[STATED GOAL]
From the line that contains "--target building dome" through the end of the entries, write every line out again, requests included, and scale each polygon point coordinate in the answers by 2.45, rounding to whole numbers with halves going up. Leave the numbers in the requests and in the format samples as they are.

[SOURCE RECORDS]

(begin)

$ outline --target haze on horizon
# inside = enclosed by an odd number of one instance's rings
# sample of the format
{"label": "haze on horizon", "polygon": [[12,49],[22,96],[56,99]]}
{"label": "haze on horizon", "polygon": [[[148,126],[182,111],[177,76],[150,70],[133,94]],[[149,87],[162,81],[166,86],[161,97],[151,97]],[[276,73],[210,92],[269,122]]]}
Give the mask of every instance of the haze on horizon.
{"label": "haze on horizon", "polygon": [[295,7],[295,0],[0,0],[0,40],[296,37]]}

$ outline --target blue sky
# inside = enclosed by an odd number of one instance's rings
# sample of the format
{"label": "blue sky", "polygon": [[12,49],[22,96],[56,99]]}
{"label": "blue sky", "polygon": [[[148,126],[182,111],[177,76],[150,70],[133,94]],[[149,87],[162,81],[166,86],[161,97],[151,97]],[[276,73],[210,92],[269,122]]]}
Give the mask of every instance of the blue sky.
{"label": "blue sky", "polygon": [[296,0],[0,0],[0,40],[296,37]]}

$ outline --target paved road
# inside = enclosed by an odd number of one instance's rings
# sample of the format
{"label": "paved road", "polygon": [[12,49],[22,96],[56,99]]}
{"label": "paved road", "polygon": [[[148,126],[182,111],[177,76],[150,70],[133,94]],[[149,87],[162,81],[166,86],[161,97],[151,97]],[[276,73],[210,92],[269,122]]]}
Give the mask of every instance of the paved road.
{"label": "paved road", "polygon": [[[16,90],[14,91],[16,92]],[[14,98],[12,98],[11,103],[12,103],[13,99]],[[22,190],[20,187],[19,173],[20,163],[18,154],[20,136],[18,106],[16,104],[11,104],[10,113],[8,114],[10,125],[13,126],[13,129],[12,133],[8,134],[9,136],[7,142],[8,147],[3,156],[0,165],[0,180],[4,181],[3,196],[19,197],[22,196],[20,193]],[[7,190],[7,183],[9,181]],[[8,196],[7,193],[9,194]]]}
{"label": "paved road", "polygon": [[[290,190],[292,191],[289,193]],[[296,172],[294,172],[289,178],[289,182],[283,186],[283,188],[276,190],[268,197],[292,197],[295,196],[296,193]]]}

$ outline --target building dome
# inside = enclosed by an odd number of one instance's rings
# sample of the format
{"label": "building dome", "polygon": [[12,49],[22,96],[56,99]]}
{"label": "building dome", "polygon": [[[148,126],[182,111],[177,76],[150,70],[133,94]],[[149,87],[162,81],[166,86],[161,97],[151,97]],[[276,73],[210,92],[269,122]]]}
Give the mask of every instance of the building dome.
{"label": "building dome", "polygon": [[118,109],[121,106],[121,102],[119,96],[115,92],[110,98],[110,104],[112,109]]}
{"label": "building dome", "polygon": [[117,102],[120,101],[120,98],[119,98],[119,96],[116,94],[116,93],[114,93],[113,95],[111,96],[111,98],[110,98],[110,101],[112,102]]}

(end)

[WRITTEN SOLUTION]
$ outline --target building dome
# inside = enclosed by an odd number of one instance's rings
# sample of the format
{"label": "building dome", "polygon": [[12,49],[22,96],[56,99]]}
{"label": "building dome", "polygon": [[[148,126],[182,111],[177,76],[150,70],[133,94]],[[149,87],[162,81],[166,86],[161,97],[151,97]],[[276,73],[210,92],[269,122]]]}
Give the mask of every instance of the building dome.
{"label": "building dome", "polygon": [[289,267],[296,260],[296,250],[292,235],[282,225],[270,240],[270,255],[274,267]]}
{"label": "building dome", "polygon": [[287,250],[294,247],[294,240],[292,240],[292,235],[284,230],[284,228],[279,228],[277,233],[272,235],[272,240],[270,240],[270,247],[274,250]]}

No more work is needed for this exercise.